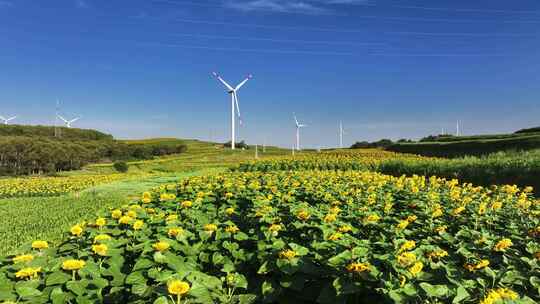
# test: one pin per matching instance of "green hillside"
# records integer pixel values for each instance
(470, 145)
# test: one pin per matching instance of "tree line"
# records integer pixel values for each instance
(22, 155)
(52, 131)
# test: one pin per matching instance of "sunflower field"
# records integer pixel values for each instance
(294, 237)
(53, 186)
(360, 159)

··········

#### [What needs to be done]
Exactly as they stand, set down all of the entries above, minus every picture.

#### [Response]
# test: one pin per matching instance of "green hillside"
# records integer pixel values for each instance
(470, 145)
# test: one pin per matching instance of "tree line"
# records integer pixel values for each instance
(22, 155)
(52, 131)
# test: one pin per matching instance of "sunflower field"
# records integer pixel values for each instance
(294, 237)
(53, 186)
(360, 159)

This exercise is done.